──────── Reading passage ────────

Who Can I Talk To After The Affair?

By: Katie Lersch: I sometimes hear from folks who feel as if they don’t have any one with whom they can be completely honest about their marriage and the recent infidelity that has threatened it.

Sometimes, this concern comes from the faithful spouse.  You’ll often hear comments like: “I really wish I had someone to talk to about my husband’s affair.  But I don’t want to tell my family or my friends because I know that they would think less of my husband and they would think less of me because I may just stay with him.  I feel like I just have to keep this inside of me and guard this awful secret.”

Other times, you will hear these kinds of concerns from the cheating spouse.  Common comments are things like: “I feel horrible guilt about cheating on my wife.  I would do anything to make this right again.  I am so sorry for my behavior.  I wish I could talk to someone about this.  I’d love to hear some insights about what might have been behind my stupid behavior.  I can’t talk to my wife about this because it will hurt her.  I can’t talk about any of my friends about this because I don’t want people to know how much of a jerk I was.  I don’t even feel comfortable telling my pastor about this because I feel like my wife wouldn’t like him knowing about our marriage.  I guess I will just have to have conversations in my own head.”

I firmly believe that it’s very important to have an outlet for this.  But I also know first hand that you have to be very careful about who you share this with.  All of the above concerns are extremely valid.  If you tell mutual friends, family members, or acquaintances, then you run the risk that these people will make judgements or will continue to ask about or bring up the affair long after you want to let it go.

──────── The data ────────

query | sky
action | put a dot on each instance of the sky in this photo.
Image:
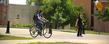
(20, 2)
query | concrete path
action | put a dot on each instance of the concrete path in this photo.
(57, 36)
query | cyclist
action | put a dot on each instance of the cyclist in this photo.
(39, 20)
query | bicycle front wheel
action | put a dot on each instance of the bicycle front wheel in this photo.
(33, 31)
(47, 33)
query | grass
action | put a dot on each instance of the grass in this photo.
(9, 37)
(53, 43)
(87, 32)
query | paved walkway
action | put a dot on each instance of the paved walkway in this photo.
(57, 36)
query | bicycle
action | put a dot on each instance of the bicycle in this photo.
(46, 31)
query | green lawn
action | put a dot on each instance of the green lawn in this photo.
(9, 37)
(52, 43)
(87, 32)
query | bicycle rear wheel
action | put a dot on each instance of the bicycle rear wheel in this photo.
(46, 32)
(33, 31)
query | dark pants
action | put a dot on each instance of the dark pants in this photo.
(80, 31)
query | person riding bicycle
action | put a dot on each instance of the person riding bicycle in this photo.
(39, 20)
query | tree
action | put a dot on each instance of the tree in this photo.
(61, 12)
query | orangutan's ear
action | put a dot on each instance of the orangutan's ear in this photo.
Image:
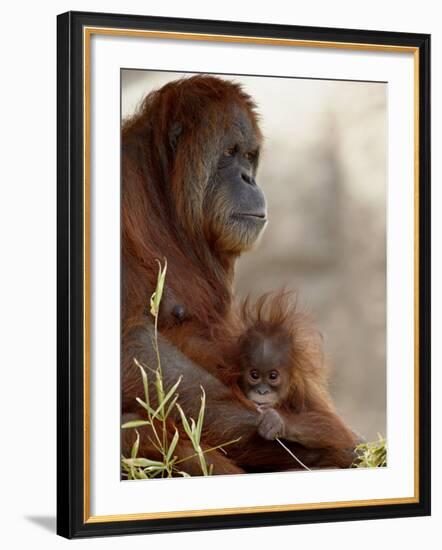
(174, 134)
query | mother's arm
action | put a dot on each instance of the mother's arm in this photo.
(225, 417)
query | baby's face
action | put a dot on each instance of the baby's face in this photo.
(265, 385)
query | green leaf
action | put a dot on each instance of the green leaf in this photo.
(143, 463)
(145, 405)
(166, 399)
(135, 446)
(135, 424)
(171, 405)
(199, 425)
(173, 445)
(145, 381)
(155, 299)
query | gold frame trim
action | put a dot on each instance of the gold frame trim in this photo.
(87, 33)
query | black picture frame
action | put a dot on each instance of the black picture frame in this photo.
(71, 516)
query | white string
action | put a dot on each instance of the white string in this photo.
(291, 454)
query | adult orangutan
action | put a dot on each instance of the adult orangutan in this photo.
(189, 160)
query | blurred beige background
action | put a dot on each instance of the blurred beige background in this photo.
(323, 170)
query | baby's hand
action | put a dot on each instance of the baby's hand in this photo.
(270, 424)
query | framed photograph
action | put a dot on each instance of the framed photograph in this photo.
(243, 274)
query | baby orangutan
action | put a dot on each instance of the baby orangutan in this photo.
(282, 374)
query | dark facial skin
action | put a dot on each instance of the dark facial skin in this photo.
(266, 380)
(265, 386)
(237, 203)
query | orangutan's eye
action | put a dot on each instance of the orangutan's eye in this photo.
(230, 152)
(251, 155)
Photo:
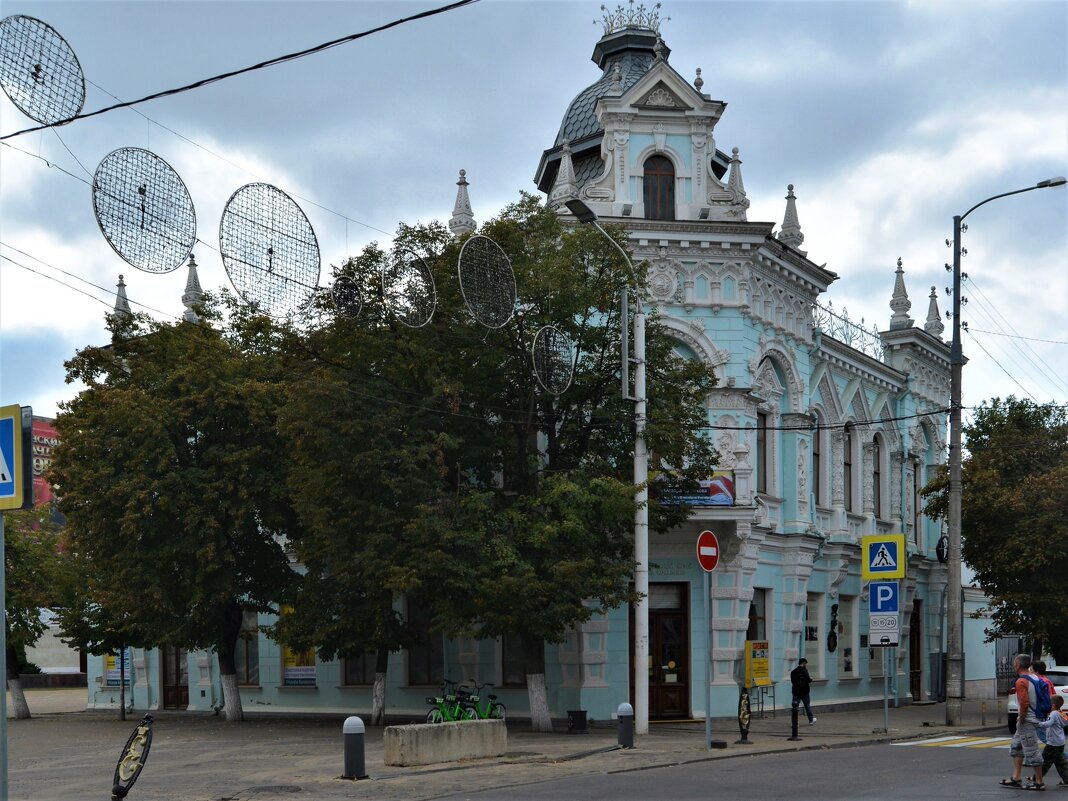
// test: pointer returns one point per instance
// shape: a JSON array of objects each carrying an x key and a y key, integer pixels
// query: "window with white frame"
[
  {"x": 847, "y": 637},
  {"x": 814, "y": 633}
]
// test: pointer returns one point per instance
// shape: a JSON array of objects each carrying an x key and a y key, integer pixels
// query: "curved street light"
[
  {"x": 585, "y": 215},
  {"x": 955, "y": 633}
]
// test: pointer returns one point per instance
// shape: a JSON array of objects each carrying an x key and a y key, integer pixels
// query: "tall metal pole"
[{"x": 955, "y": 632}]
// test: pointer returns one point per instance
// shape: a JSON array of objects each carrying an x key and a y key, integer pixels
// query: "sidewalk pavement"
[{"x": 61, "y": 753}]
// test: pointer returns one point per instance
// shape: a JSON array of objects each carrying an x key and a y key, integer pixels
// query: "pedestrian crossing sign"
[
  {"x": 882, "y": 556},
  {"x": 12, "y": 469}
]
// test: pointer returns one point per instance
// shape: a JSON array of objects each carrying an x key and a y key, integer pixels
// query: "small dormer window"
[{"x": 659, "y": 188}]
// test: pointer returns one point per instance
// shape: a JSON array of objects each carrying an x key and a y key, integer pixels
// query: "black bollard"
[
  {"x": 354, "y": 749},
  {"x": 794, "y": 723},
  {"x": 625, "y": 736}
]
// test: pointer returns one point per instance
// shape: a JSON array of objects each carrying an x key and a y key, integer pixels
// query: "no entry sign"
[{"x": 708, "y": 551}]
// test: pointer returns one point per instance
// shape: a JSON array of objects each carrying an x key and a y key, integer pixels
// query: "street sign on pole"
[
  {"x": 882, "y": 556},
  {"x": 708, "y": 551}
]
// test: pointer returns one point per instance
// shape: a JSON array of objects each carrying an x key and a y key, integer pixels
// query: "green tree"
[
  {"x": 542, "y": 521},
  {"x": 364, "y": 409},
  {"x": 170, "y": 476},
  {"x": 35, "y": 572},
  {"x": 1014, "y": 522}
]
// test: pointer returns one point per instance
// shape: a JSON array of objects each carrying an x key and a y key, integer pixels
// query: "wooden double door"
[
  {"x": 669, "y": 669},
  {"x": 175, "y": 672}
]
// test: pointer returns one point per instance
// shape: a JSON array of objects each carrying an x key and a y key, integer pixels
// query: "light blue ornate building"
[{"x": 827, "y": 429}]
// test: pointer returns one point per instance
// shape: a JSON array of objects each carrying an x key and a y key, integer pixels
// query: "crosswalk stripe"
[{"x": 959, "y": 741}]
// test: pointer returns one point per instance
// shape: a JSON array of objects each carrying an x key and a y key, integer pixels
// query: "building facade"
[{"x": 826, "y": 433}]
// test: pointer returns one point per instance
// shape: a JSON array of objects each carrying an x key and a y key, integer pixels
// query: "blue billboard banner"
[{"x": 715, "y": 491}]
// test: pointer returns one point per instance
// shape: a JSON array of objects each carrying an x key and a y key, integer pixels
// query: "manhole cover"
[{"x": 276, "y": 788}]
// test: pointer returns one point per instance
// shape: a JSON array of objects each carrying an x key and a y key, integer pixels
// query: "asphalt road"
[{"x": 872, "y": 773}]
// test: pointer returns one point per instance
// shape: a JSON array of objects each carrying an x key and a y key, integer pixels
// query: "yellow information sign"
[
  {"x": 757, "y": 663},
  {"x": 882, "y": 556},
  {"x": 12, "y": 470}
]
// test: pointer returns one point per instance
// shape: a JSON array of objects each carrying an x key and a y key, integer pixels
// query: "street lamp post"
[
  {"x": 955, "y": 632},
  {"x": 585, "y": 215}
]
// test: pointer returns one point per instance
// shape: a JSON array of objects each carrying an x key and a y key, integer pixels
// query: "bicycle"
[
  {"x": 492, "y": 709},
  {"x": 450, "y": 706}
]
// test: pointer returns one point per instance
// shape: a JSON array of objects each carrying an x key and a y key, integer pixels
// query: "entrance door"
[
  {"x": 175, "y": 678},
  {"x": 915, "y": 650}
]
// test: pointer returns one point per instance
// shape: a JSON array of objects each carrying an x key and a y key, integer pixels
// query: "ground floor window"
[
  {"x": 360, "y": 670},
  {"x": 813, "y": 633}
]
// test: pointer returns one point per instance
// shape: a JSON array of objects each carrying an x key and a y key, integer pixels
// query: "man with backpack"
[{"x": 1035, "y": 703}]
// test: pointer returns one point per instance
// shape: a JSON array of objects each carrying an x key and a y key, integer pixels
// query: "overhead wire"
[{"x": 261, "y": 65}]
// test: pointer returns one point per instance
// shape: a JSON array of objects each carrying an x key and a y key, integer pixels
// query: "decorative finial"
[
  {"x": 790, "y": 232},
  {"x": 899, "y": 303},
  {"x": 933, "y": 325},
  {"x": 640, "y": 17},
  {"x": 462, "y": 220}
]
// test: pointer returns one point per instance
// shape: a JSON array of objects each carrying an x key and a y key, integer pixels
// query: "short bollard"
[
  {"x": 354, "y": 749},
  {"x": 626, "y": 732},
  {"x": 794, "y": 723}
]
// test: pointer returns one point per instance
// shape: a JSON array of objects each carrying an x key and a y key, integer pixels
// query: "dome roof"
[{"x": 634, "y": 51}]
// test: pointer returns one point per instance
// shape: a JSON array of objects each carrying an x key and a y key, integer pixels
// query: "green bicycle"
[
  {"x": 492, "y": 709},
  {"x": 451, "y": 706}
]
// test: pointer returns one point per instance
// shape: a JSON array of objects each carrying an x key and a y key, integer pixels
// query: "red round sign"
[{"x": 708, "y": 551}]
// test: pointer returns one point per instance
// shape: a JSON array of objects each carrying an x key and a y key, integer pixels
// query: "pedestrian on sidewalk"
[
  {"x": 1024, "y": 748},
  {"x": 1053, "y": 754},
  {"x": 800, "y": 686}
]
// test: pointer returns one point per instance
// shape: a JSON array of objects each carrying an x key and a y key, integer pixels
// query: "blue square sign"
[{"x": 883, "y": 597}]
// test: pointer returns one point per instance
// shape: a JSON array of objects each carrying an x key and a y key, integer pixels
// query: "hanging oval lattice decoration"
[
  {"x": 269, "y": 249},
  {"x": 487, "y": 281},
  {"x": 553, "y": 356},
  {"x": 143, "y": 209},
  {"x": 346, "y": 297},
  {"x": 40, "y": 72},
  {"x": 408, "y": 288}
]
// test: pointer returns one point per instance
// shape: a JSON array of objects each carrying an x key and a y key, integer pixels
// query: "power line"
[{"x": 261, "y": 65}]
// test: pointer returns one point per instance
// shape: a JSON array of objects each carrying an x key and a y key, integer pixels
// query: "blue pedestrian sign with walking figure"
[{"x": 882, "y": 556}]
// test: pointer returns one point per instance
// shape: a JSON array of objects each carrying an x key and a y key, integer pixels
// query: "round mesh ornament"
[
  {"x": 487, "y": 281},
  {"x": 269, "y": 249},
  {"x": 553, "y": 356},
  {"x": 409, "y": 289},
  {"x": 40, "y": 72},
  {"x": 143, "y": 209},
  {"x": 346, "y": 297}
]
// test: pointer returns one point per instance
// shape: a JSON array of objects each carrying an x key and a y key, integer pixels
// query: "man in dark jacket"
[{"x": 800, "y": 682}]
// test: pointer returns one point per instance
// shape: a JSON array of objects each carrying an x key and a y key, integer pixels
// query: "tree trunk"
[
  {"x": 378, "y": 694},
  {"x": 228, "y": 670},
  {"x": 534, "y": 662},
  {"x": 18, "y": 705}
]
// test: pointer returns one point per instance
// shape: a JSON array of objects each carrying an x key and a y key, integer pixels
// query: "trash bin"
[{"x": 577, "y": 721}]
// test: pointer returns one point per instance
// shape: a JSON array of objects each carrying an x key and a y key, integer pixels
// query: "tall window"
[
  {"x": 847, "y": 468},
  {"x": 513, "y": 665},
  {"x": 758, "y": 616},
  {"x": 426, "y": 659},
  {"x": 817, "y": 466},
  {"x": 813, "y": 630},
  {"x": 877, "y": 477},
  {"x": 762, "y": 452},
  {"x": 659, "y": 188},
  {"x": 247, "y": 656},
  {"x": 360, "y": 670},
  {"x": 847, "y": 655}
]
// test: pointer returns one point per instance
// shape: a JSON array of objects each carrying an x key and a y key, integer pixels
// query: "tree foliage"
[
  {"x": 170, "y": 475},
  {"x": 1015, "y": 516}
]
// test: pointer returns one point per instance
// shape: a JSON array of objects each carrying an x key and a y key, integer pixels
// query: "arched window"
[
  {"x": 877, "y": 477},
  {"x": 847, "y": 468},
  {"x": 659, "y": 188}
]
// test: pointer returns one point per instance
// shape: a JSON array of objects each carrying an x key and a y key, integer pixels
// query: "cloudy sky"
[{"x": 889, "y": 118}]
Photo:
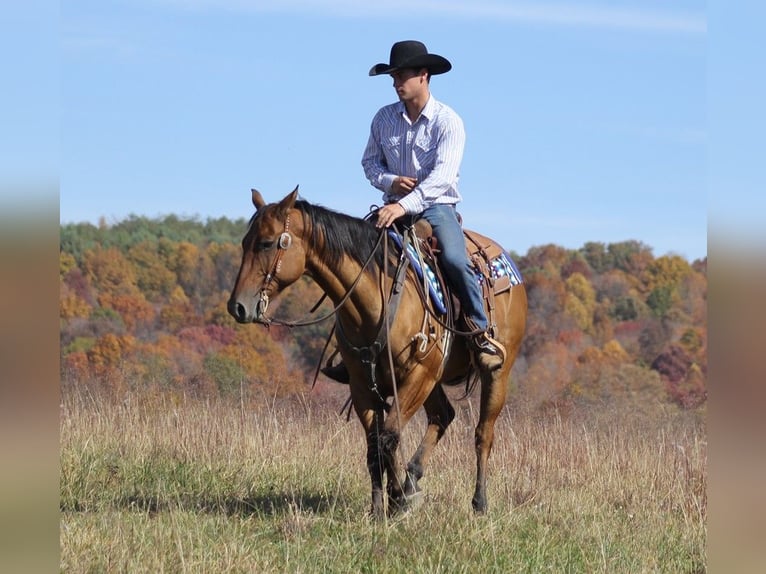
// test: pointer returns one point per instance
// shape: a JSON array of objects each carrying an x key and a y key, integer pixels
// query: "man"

────────

* Written request 1
For each statement about the piece on who to talk to after an affair, answer yes or no depending on whether it agrees with the piece, and quote the words that decide it. (a) The faithful spouse fears that family and friends would think less of the husband. (b) The cheating spouse feels comfortable telling a pastor about the affair. (c) The writer believes it is very important to have an outlet for this.
* Written request 2
Show every line of the records that contains the string "mother". Case counts.
The records have no connection to the piece on who to talk to after an affair.

* Exercise output 1
(a) Yes: "I don’t want to tell my family or my friends because I know that they would think less of my husband"
(b) No: "I don’t even feel comfortable telling my pastor about this"
(c) Yes: "I firmly believe that it’s very important to have an outlet for this."

* Exercise output 2
query | mother's arm
action | put a dot on each instance of the mother's arm in this photo.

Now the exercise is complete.